DIRECTIONS FOR THIS TASK: Please return all of the records that follow, exactly as written.

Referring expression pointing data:
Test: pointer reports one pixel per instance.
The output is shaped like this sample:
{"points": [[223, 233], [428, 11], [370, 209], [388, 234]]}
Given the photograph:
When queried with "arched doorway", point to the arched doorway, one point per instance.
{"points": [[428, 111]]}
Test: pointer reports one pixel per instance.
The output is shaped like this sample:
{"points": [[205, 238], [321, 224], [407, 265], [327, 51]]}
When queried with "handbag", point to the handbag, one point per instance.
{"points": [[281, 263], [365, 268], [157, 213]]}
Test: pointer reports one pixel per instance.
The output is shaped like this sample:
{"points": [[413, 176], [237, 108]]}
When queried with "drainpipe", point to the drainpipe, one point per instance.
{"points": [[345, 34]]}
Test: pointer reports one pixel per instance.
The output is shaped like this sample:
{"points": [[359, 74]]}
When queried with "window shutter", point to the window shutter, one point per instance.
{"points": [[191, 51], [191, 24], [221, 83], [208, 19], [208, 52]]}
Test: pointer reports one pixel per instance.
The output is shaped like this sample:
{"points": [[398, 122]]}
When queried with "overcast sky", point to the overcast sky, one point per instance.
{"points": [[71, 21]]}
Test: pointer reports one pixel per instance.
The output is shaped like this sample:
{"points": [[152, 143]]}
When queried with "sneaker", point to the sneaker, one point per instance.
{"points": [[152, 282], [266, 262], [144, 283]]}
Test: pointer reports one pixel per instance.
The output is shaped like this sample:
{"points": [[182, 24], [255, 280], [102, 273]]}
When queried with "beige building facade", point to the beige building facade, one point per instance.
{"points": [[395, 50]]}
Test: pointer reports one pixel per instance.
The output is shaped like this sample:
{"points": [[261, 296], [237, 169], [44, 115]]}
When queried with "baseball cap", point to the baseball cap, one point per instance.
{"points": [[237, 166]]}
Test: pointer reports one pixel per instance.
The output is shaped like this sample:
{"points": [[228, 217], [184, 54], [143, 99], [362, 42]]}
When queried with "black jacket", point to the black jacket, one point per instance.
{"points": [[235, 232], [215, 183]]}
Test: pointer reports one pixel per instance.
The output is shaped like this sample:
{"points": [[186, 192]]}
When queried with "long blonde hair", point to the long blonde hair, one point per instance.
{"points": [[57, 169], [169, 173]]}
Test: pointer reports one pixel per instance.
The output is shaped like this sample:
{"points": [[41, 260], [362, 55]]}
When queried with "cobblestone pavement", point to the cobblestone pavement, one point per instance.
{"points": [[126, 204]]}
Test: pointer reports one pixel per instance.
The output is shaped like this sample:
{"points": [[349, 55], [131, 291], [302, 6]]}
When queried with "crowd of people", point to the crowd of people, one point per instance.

ANSWER TO THIS PROBLEM:
Test: pointer reports one pixel per instance.
The output is shaped like this sample:
{"points": [[223, 233], [428, 11], [370, 209], [388, 234]]}
Given the photograph:
When queried with "arched doorway", point to the arched doorway, one point per instance.
{"points": [[428, 111]]}
Test: pointer reports one pixel per instance.
The output is shaped like this sample:
{"points": [[205, 238], [321, 224], [407, 265], [327, 51]]}
When queried with "handbag", point to the handbag, one point per instance.
{"points": [[281, 263], [365, 268], [157, 213]]}
Test: pointer reports one pixel per instance.
The output is shaped like this sample:
{"points": [[413, 176], [237, 108]]}
When queried with "drainpipe", point to the drainpipe, one point per instance.
{"points": [[345, 34]]}
Test: pointer reports one pixel per instance.
The output is shaped like this sample:
{"points": [[359, 74]]}
When queried with "window shutter", point to the window shutter, one point per instance.
{"points": [[191, 51], [191, 24], [221, 83], [208, 19], [208, 52]]}
Test: pointer reports one pixel per instance.
The output is shaped like this sample:
{"points": [[398, 122]]}
When queried with "overcast sky", point to the overcast sky, one point per instance.
{"points": [[71, 21]]}
Test: pointer reports one pixel per instance.
The output is shaped like this sample:
{"points": [[152, 143]]}
When queried with "sneaker", point to the sneaker, one point per instance.
{"points": [[152, 282], [266, 262], [144, 283]]}
Test: pointer reports one pixel per instance.
The output is shaped like this sample:
{"points": [[182, 24], [255, 280], [102, 273]]}
When queried with "beige building facade", point to the beige building facade, one point per instance.
{"points": [[395, 50]]}
Test: pointer reports one pixel per instance.
The output is shaped like this sample:
{"points": [[261, 296], [237, 169], [44, 115]]}
When queried with "baseball cap", point to the baseball cap, one point per instance.
{"points": [[237, 166]]}
Test: pointer reports one pixel per instance.
The output is shaped like this sample:
{"points": [[228, 217], [184, 54], [143, 99], [362, 42]]}
When queried with "black jacket", point to the black jacket, one point per instance.
{"points": [[235, 232], [215, 183]]}
Test: pointer reports one pixel per instance.
The output is shaped like this sample:
{"points": [[186, 192]]}
When queried with "long blonde hair", point to the long blonde hair, one point per instance.
{"points": [[57, 169], [169, 173]]}
Test: pointer reports one pixel per instance.
The output is shaped like this sample:
{"points": [[41, 260], [362, 55]]}
When queried with "cobblestone pavement", point to the cobblestone pavement, one point per instance.
{"points": [[126, 204]]}
Test: pointer reports one pixel per instance.
The output is shaped like this sample:
{"points": [[349, 55], [131, 291], [302, 6]]}
When queried with "crowd of people", point to the crowd of people, one point per instance.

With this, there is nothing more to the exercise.